BEGIN EXTRACTED RECORDS

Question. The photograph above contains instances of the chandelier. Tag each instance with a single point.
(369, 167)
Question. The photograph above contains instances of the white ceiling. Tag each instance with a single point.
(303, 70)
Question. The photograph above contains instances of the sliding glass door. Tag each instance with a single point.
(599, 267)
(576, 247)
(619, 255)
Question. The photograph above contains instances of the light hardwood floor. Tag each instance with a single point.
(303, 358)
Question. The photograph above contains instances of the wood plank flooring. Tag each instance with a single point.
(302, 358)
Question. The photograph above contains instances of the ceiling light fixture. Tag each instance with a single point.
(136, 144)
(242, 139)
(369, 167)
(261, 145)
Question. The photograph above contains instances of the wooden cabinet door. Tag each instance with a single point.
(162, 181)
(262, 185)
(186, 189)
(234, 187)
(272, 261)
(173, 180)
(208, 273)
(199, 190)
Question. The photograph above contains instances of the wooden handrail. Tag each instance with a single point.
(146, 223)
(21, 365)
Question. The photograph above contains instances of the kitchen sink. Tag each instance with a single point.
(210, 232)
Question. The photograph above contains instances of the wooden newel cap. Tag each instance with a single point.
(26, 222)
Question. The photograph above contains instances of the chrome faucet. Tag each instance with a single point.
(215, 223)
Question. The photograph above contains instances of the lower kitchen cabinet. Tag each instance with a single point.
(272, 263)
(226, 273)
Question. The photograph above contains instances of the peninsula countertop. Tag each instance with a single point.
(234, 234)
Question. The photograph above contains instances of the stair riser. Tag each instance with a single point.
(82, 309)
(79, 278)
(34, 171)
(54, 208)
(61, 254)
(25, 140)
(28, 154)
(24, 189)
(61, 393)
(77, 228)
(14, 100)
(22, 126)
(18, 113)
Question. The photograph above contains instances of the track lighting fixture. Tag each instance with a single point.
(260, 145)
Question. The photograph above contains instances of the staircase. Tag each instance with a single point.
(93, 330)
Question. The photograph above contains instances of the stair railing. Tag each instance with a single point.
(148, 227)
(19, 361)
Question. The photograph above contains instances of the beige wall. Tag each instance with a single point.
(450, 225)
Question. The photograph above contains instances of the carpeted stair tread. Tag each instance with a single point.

END EXTRACTED RECORDS

--- YOUR ASSIGNMENT ---
Exact copies of the lines from the one containing "Question. The photograph above contains instances of the track" through the final line of the records are all the answer should hold.

--- FINAL ANSWER ---
Question. The photograph above contains instances of the track lighting fixture. Tag each instance with a single point.
(260, 145)
Question. The photograph above contains instances of the staircase. Tag each instance with a single point.
(93, 330)
Question. The photograph above contains instances of the stair railing. Tag each instance with a single point.
(148, 227)
(19, 361)
Question. The photograph above contains instances of the beige wall. Tag each instance with a single point.
(450, 225)
Question. The photograph above contains instances of the carpeted stair tread. Tag each instance with a single point.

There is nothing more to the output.